◆ SOURCE PASSAGE
United States District Court, D. Arizona

March 8, 2019

Christian Lee Sanders, Petitioner,
v.
Charles L. Ryan, et al., Respondents.

          ORDER

          G. Murray Snow, Chief United States District Judge.

         Pending before the Court is Magistrate Judge Eileen S. Willett's Report and Recommendation (“R&R”) (Doc. 21) and Petitioner Christian Lee Sanders's objections to that R&R. (Doc. 22). For the following reasons, the R&R will be adopted and Sanders's Petition for relief will be denied.

         BACKGROUND

         Because no party has objected to the procedural background as set forth in the R&R, the Court adopts the background as an accurate account. (Doc. 21 at 1-2). Magistrate Judge Willett recommends that Sanders' Petition be denied. (Doc. 21 at 8-9). Sanders objected to the conclusions of the R&R, arguing that a fundamental miscarriage of justice will result if the Court does not consider the merits of his claim. (Doc. 22 at 4). But because the R&R correctly analyzed his claims, his petition for habeas corpus will be denied.

         DISCUSSION

         I. Legal Standard

         This court “may accept, reject, or modify, in whole or in part, the findings or recommendations made by the magistrate judge.” 28 U.S.C. § 636(b)(1). “[T]he district judge must review the magistrate judge's findings and recommendations de novo if objection is made, but not otherwise. United States v. Reyna-Tapia, 328 F.3d 1114, 1121 (9th Cir. 2003) (en banc). District courts are not required to conduct “any review at all . . . of any issue that is not the subject of an objection.” Thomas v. Arn, 474 U.S. 140, 149 (1985).

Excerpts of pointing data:
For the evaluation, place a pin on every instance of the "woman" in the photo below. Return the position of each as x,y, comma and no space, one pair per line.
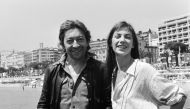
135,84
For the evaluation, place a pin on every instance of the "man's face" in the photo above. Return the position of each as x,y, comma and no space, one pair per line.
75,44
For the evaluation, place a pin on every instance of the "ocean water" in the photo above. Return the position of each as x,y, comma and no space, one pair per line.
14,97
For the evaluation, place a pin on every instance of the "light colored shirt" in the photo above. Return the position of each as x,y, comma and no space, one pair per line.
144,88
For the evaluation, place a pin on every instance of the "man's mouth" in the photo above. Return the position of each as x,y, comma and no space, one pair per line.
122,46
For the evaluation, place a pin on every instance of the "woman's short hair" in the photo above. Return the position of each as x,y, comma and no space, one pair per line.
110,60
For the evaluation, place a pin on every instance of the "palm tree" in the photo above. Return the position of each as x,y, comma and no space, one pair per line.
175,47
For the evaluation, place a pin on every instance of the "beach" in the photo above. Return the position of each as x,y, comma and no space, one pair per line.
14,97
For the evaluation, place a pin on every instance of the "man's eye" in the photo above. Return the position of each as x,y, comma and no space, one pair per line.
128,36
117,36
80,39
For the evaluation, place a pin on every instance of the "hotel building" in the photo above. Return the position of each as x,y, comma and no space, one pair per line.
174,30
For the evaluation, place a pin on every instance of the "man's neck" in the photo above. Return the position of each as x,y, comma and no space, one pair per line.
124,62
76,62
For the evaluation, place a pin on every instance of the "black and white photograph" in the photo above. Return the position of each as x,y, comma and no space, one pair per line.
94,54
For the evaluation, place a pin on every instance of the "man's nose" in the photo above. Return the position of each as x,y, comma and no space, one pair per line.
75,44
122,38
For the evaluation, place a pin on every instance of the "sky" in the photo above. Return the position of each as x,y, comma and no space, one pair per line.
24,24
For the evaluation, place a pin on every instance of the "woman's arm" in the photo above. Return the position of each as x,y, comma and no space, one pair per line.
180,104
43,102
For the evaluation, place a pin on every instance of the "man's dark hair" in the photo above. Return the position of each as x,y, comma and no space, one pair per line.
71,24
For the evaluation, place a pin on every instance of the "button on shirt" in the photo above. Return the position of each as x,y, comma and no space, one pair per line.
143,88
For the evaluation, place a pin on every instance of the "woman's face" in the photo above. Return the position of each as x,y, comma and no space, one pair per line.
122,42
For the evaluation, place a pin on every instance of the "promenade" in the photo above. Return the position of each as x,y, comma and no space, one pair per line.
14,97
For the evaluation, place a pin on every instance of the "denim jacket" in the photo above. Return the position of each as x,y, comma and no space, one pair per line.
97,80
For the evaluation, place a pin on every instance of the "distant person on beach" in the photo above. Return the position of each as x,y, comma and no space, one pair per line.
136,84
77,80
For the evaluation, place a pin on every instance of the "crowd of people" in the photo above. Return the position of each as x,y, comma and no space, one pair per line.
78,81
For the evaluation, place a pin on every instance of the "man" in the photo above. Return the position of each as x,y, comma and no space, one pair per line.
77,81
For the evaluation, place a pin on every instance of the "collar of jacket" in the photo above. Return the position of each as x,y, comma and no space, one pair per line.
63,58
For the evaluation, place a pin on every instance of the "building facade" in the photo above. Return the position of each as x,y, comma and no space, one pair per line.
174,30
3,57
15,60
41,55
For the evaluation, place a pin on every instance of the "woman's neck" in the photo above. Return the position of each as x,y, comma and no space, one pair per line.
123,62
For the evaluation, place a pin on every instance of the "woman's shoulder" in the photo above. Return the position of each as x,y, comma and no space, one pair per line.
145,67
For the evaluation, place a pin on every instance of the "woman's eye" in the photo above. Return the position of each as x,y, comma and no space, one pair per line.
69,41
80,39
128,36
117,36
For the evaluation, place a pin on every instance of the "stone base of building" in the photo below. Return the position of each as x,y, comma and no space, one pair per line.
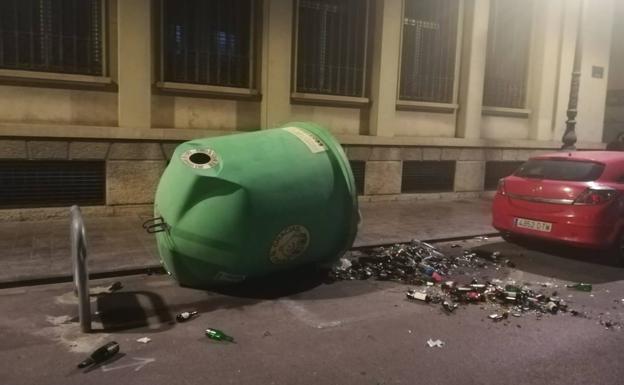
133,169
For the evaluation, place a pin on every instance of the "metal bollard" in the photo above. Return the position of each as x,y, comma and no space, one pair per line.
78,241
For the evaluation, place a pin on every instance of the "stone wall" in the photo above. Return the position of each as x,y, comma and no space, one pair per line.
384,167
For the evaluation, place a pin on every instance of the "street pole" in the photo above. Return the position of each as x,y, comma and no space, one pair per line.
569,137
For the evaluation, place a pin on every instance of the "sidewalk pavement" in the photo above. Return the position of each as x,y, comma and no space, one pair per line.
39,250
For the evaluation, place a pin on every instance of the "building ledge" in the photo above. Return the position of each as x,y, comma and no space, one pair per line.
208,90
365,140
69,132
409,105
329,100
54,78
508,112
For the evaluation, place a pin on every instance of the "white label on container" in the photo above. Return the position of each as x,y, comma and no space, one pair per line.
227,277
314,144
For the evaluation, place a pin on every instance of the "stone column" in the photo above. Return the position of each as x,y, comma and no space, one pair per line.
474,51
134,27
384,72
544,71
276,62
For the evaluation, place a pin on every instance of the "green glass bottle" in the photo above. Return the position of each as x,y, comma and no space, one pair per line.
581,286
218,335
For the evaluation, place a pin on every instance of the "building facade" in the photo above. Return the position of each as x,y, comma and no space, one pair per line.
430,98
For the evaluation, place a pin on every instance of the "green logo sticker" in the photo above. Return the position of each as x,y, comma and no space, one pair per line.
289,244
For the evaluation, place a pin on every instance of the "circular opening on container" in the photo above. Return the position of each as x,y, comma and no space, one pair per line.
200,158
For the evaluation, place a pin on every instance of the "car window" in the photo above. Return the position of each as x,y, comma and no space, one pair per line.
559,169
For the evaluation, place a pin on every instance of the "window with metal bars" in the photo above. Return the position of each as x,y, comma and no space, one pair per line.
427,176
51,183
429,50
507,63
495,170
52,36
331,47
208,42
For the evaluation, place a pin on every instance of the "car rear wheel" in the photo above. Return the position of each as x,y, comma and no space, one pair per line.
507,237
618,250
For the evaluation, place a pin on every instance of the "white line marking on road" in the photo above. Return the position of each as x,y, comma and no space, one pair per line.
139,363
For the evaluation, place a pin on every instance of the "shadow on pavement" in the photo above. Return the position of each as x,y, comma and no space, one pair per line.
303,282
115,358
126,310
558,261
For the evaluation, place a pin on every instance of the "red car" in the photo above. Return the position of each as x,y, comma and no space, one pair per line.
572,197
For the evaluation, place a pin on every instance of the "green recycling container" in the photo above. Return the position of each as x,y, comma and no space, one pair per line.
245,205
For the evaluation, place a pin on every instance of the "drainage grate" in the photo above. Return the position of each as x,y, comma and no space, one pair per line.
26,184
428,176
494,170
358,168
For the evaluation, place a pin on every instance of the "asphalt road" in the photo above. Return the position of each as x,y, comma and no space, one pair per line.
305,331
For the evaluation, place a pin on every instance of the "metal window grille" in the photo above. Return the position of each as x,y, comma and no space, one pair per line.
358,168
52,36
332,40
208,42
428,176
429,50
508,54
51,183
495,170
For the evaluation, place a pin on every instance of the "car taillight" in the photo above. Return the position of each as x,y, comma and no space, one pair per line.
595,196
501,187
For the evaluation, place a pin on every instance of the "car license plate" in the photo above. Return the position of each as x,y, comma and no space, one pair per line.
533,225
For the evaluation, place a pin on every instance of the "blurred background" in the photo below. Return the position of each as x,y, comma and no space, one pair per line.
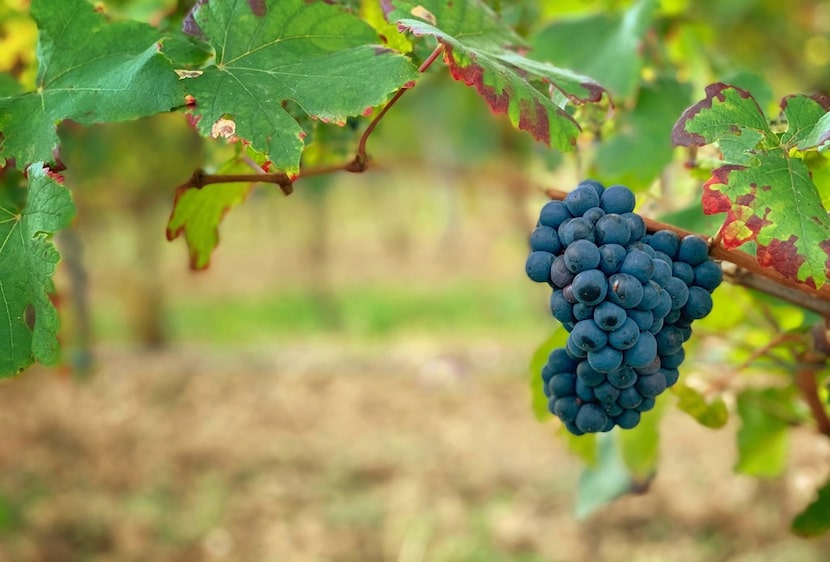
348,380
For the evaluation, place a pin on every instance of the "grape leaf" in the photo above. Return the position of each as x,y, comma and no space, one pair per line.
272,51
763,438
815,519
197,213
28,218
481,52
605,47
91,71
765,189
711,414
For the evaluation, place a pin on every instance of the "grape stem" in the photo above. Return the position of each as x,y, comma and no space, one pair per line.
359,164
747,271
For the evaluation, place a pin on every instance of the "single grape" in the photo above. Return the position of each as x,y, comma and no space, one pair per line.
665,241
611,258
553,214
575,229
587,336
623,377
581,256
562,384
638,265
708,275
538,266
560,275
699,303
651,385
643,352
693,250
629,397
628,419
591,418
612,229
588,374
581,199
609,316
624,337
605,360
624,290
566,408
545,239
560,308
590,286
617,199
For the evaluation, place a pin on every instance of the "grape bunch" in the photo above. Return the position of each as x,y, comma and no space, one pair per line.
628,299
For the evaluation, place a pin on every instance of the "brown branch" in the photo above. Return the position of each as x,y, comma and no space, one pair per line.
749,272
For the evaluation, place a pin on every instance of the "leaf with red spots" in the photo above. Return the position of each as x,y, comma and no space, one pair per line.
765,186
268,53
484,53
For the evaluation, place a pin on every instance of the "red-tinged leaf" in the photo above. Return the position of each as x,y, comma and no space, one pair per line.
725,111
777,205
316,55
482,52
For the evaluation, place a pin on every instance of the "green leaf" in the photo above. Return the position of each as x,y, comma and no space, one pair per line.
539,402
815,519
764,438
767,193
28,218
642,148
640,446
607,481
480,51
711,413
776,204
315,54
606,47
91,71
197,213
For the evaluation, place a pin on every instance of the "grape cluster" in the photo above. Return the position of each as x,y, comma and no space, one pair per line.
628,299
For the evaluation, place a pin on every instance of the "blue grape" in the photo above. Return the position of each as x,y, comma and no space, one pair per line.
665,241
708,275
591,418
590,286
587,336
630,397
624,290
612,229
560,275
624,337
611,258
628,419
693,250
553,214
566,408
545,239
606,392
575,229
560,308
617,199
581,256
609,316
591,377
605,360
651,385
581,199
538,266
623,377
643,352
639,265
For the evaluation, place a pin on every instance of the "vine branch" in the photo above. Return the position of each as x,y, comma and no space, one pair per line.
747,271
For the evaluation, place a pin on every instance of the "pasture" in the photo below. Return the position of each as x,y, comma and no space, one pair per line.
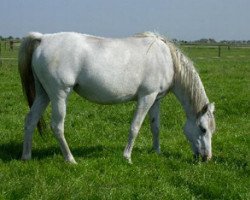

◆ AIM
Copy the passage of the Arizona court order from "March 8, 2019" to "relief will be denied.". You will not need the records for anything here.

◆ FINISHED EXERCISE
March 8, 2019

Christian Lee Sanders, Petitioner,
v.
Charles L. Ryan, et al., Respondents.

          ORDER

          G. Murray Snow, Chief United States District Judge.

         Pending before the Court is Magistrate Judge Eileen S. Willett's Report and Recommendation (“R&R”) (Doc. 21) and Petitioner Christian Lee Sanders's objections to that R&R. (Doc. 22). For the following reasons, the R&R will be adopted and Sanders's Petition for relief will be denied.